Subscribe to the 100% free rdnewsNOW daily newsletter!
Sponsored

Market Watch: October 13

Oct 16, 2023 | 11:11 AM

This week’s highlights

  • Equity markets broadly positive following renewed inflation concerns
  • Longer dated bond yields track slightly lower amid move to safe-haven assets
  • Statistics Canada reports value of building permits up 3.4% in August to$11.9-billion
  • Wholesale inflation in U.S. rises 2.2% in September, biggest year-over-year gain since April
  • U.K. economy grew by 0.2% in August, but recession concerns remain
  • In the news: Microsoft completes lengthy acquisition of Activision Blizzard,furthering industry consolidation

Week in review

Equity markets broadly positive following renewed inflation concerns

Renewed conflict over the weekend in the Middle East had a surprisingly muted effect on equity markets at the start of trading Monday and throughout the week. While there were some moves towards safe-haven assets in response, markets largely stayed steady throughout the week eking out minimal gains. The most tangible reaction was seen in the energy sector, with both West Texas Intermediate and Brent Crude moving higher Friday, rising 5.98% and 7.50%, respectively. The rise in energy prices reignited inflationary concerns, causing markets to dip on Friday but not enough to erase gains incurred earlier in the week.

> **Data excerpts**:
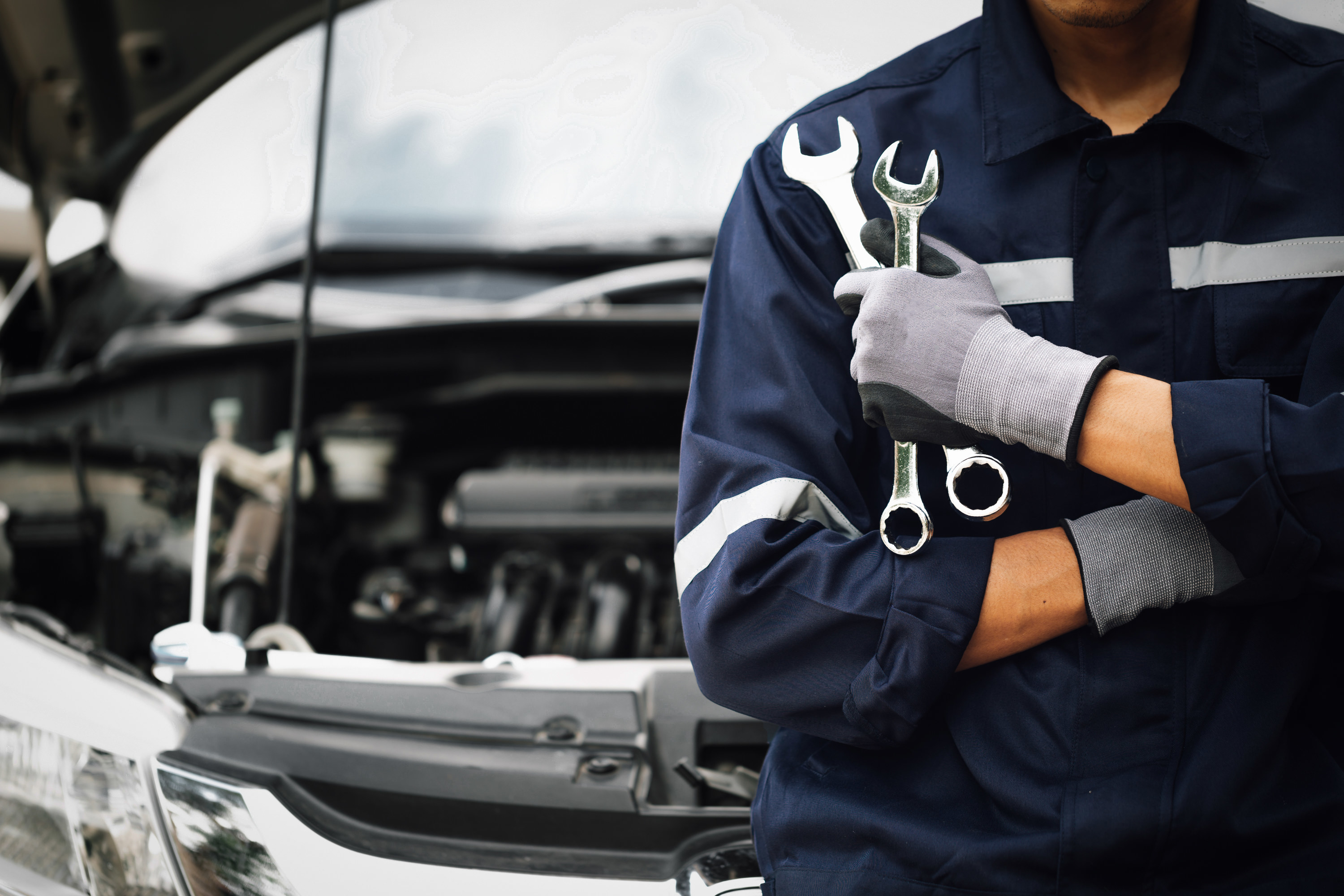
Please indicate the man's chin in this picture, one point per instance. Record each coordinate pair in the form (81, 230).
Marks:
(1096, 14)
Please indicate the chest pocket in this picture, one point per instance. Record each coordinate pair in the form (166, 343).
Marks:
(1265, 330)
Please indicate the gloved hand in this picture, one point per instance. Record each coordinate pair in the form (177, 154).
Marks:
(937, 359)
(1147, 555)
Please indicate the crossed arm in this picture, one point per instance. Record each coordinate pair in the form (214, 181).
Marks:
(1035, 590)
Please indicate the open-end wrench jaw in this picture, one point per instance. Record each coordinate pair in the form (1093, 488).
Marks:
(815, 168)
(901, 194)
(908, 202)
(831, 178)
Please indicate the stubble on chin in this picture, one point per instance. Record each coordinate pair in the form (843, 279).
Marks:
(1094, 14)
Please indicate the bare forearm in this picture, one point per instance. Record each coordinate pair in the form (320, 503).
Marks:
(1035, 591)
(1034, 594)
(1128, 437)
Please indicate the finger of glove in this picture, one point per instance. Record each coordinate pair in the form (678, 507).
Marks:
(854, 287)
(909, 418)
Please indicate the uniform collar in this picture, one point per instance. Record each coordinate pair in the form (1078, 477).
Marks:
(1025, 108)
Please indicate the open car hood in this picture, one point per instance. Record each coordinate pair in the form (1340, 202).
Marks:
(88, 86)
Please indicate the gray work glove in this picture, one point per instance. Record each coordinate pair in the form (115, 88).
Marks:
(1144, 555)
(937, 359)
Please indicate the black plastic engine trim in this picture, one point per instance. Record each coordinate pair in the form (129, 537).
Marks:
(431, 831)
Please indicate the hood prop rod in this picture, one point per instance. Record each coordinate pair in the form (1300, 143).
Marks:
(306, 324)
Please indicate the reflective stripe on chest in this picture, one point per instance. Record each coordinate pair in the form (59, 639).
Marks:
(1051, 280)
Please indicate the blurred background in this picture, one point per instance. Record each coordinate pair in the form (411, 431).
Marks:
(511, 123)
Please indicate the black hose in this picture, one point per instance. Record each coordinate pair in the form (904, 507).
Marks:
(306, 324)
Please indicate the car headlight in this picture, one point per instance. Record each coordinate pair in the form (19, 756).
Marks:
(221, 849)
(78, 816)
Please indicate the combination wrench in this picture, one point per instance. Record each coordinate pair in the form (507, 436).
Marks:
(831, 177)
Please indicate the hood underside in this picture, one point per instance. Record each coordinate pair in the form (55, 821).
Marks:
(88, 86)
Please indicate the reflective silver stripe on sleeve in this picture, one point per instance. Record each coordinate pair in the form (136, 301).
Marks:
(784, 499)
(1195, 267)
(1039, 280)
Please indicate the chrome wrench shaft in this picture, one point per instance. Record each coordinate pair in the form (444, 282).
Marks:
(908, 203)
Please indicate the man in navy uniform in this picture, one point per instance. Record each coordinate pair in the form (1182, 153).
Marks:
(1131, 295)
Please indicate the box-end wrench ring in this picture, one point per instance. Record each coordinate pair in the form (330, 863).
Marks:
(960, 461)
(905, 496)
(908, 202)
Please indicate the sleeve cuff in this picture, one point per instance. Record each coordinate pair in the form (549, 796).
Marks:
(1076, 431)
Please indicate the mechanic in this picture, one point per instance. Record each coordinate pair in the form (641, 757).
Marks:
(1139, 698)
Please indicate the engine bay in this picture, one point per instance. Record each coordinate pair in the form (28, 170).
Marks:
(479, 487)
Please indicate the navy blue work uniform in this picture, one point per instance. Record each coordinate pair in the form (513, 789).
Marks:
(1193, 750)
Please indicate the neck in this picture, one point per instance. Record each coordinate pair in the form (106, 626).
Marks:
(1123, 74)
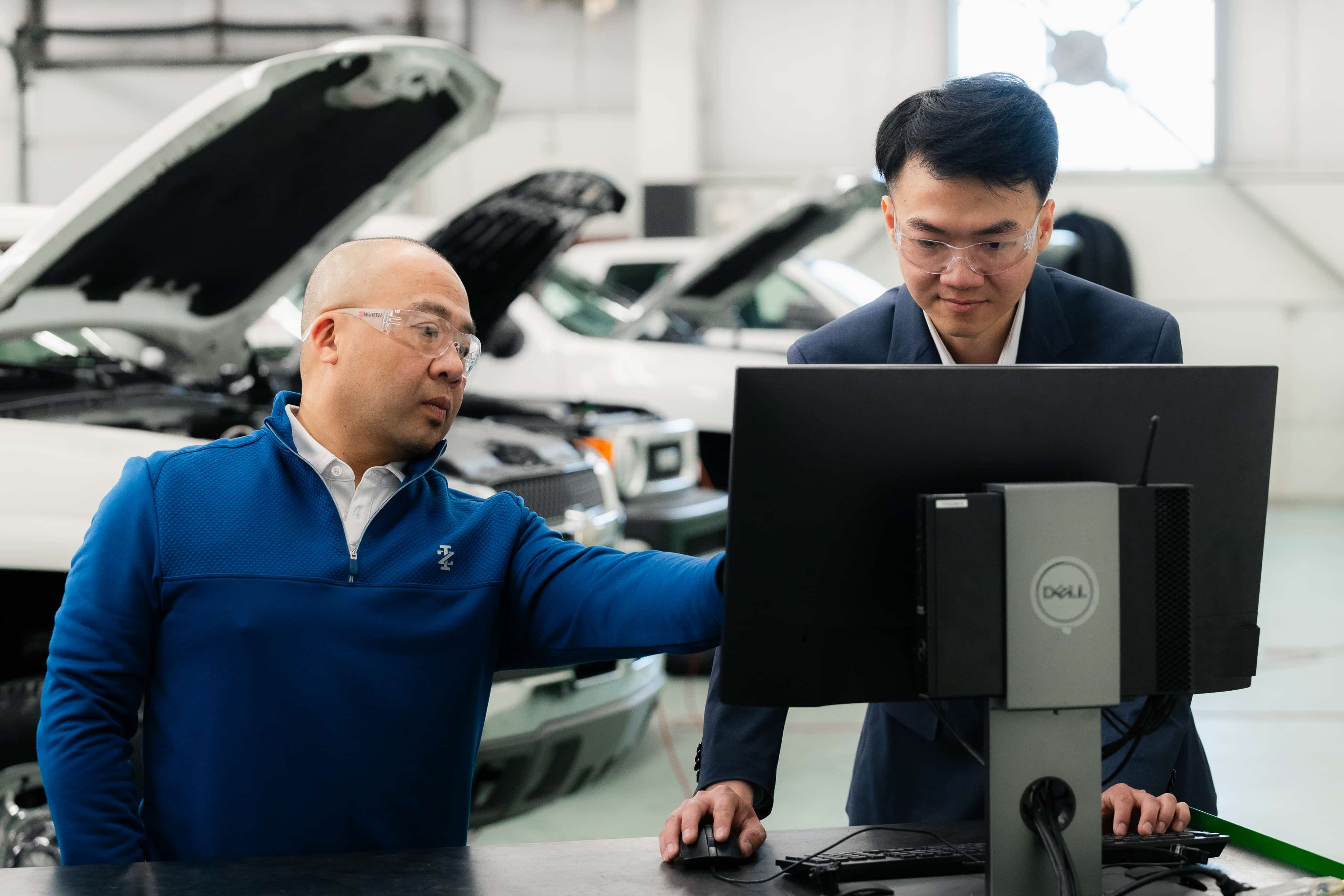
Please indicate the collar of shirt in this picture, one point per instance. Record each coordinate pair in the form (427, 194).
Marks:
(357, 506)
(1010, 352)
(327, 464)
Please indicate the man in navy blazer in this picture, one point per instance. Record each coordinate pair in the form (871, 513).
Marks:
(968, 170)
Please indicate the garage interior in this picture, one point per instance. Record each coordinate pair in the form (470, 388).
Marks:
(1199, 173)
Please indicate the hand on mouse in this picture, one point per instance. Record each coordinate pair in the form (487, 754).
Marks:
(1125, 809)
(729, 802)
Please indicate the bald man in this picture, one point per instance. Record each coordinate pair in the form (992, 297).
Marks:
(312, 617)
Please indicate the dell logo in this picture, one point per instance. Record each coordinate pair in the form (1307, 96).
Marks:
(1063, 593)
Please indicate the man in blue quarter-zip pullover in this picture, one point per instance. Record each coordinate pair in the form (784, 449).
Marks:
(311, 605)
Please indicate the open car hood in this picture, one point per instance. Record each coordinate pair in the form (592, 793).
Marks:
(736, 262)
(503, 244)
(201, 225)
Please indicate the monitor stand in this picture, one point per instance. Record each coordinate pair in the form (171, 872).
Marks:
(1061, 665)
(1025, 746)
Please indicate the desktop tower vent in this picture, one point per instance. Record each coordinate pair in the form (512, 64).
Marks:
(1172, 589)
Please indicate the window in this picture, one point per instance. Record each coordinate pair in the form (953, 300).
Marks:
(1131, 81)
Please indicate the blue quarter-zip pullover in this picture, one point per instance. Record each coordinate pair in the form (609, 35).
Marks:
(299, 703)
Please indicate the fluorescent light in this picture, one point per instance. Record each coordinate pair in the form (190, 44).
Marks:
(49, 340)
(97, 342)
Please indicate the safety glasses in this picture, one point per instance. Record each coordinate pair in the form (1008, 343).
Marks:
(987, 260)
(428, 335)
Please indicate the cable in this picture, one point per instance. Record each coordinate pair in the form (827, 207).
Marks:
(937, 711)
(1045, 817)
(826, 849)
(1226, 886)
(1151, 718)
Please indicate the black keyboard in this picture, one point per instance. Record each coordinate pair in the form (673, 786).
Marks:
(936, 860)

> **Tasks to perform**:
**a)** From the heading "This week's highlights" onward, list every percentage figure in the Market Watch report and what each one measures.
**b)** In the Market Watch report, condense the paragraph beginning "Renewed conflict over the weekend" into two or three sentences that keep its main facts.
**c)** Write the next part of the Market Watch report, picking up after its last sentence.

> **Per-task answers**:
**a)**
- 3.4%: the increase in the value of building permits in August, reported by Statistics Canada
- 2.2%: the rise in U.S. wholesale inflation in September
- 0.2%: the U.K. economy's growth in August
- 5.98%: West Texas Intermediate's rise on Friday
- 7.50%: Brent Crude's rise on Friday

**b)** Weekend conflict in the Middle East had a surprisingly muted effect on equity markets, which stayed largely steady and posted minimal gains despite some moves toward safe-haven assets. Energy showed the clearest reaction: on Friday, West Texas Intermediate rose 5.98% and Brent Crude rose 7.50%. This rekindled inflation worries and pulled markets down on Friday, though not enough to erase the week's earlier gains.

**c)**
Highlights:

U.S. markets closed 0.47% higher for the week despite higher-than-expected Consumer Price Index (CPI) and Producer Price Index (PPI) readings, both of which were mainly attributable to higher energy prices.

Canadian markets rose 1.70% for the week amid the uptick in energy prices. The energy sector was by a significant margin the largest contributor to returns, rising 5.84%throughout the week.

European stocks were 1.42% higher even as the effects of tighter monetary policy continue to emerge across the region.

Even as fund flows out of emerging markets picked up largely on risk concerns the region still managed to return 0.61% for the week.

Longer-dated bond yields track slightly lower amid move to safe-haven assets

Treasury yields were lower across most maturities for the week as fund flows into safe-haven assets ticked higher. U.S. Treasury yields moved slightly higher on Friday but remained lower for the week following the latest U.S. inflation reading, which was somewhat higher than expected. Credit spreads were also steady despite the active bond issuance throughout the week’s trading sessions. On credit action, both S&P and Moody’s returned to pessimistic territory, according to Bloomberg.

Highlights:

The 2-year U.S. Treasury yield rose 5 basis points (bps) while the 10-year yield was down 2 bps. In Canada, the 2-year yield was up 3 bps and 10-year yields 10 bps.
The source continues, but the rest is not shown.